(Recorded data)
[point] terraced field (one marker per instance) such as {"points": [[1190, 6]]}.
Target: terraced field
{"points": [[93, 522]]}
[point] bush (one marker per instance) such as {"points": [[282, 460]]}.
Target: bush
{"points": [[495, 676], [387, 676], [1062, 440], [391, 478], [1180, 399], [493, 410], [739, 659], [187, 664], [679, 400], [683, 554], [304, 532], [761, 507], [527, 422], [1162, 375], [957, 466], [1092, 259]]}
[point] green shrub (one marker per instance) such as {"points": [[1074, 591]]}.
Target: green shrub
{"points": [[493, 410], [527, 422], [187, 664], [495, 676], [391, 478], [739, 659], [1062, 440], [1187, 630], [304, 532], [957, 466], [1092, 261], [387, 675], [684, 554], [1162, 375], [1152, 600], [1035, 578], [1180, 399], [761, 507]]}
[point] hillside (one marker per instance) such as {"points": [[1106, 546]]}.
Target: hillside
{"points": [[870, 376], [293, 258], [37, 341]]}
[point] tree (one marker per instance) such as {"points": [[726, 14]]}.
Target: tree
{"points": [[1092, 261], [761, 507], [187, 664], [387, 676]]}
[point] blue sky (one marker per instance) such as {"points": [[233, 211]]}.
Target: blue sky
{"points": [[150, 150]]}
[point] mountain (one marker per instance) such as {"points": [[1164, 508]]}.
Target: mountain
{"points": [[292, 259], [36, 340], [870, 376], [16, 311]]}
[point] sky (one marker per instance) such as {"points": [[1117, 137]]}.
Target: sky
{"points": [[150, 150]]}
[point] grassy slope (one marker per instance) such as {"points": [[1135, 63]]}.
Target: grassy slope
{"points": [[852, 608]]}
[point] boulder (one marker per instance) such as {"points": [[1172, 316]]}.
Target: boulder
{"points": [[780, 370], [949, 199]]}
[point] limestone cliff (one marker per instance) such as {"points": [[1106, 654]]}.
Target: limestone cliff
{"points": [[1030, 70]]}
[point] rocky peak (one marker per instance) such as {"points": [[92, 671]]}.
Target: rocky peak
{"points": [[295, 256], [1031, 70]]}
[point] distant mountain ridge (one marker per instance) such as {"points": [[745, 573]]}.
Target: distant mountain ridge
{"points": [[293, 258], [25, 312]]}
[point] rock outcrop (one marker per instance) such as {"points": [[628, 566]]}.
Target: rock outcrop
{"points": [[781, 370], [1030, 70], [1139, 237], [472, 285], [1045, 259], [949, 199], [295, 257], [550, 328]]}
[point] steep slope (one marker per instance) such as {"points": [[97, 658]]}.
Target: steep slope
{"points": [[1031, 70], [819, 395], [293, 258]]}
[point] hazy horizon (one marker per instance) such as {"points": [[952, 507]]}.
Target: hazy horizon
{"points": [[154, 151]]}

== Prompt ==
Output every line above without altering anything.

== Exercise solution ==
[point] terraced field (one marker per instance) such as {"points": [[1190, 6]]}.
Target: terraced field
{"points": [[93, 522]]}
[point] bush (one marker per instance) such as {"points": [[282, 460]]}.
Target: bush
{"points": [[495, 676], [387, 676], [1062, 440], [391, 478], [1180, 399], [493, 410], [739, 659], [187, 664], [679, 400], [683, 554], [304, 532], [761, 507], [527, 422], [1162, 375], [957, 466], [1092, 259]]}
[point] green shrub (one marker per instance) such as {"points": [[1074, 591]]}.
Target: green shrub
{"points": [[493, 410], [527, 422], [187, 664], [495, 676], [391, 478], [739, 659], [1062, 440], [1187, 630], [304, 532], [957, 466], [1092, 261], [387, 675], [684, 554], [1162, 375], [1152, 600], [1035, 578], [1180, 399], [761, 507]]}
[point] hillside (one marker per instance) such as {"points": [[1106, 546]]}.
Target: hillside
{"points": [[870, 376], [293, 258], [37, 341]]}
[point] tree (one marker per instance) such as {"points": [[726, 14]]}.
Target: tree
{"points": [[1092, 261], [761, 507], [187, 664], [387, 676]]}
[point] blue sky (one marker per instance) such as {"points": [[233, 211]]}.
Target: blue sky
{"points": [[150, 150]]}
[point] mountain (one marker per instance) such as {"points": [[1164, 508]]}.
Target: mountain
{"points": [[292, 259], [36, 340], [870, 376], [16, 311]]}
[point] sky (one marker per instance) such as {"points": [[1117, 137]]}.
Target: sky
{"points": [[150, 150]]}
[point] grassy slope (one marker per instance) such as {"points": [[1135, 63]]}.
Target: grassy slope
{"points": [[852, 608]]}
[point] boulder (one marker per instance) such as {"points": [[1172, 316]]}.
Target: boulder
{"points": [[780, 370], [949, 199]]}
[point] limestone cliff (one marker per instance) such as {"points": [[1106, 654]]}.
Target: limestone cliff
{"points": [[1030, 70]]}
[point] rocky peak (one marker per instance) such as {"points": [[92, 671]]}.
Target: rocky peak
{"points": [[295, 256], [1031, 70]]}
[point] distant mountain ridge (one marker per instance) such as {"points": [[745, 573]]}.
Target: distant mountain ridge
{"points": [[293, 258], [25, 312]]}
[point] rock outcrop (one marker per instance) such as {"points": [[628, 566]]}.
Target: rock outcrop
{"points": [[781, 370], [1030, 70], [1139, 237], [472, 285], [1045, 259], [949, 199], [295, 257], [550, 328]]}
[point] steep slope (one marker per instance) such as {"points": [[97, 658]]}.
Target: steep slope
{"points": [[1031, 70], [819, 395], [293, 258]]}
[point] hazy horizon (one marker per instance) such as {"points": [[952, 507]]}.
Target: hazy horizon
{"points": [[154, 151]]}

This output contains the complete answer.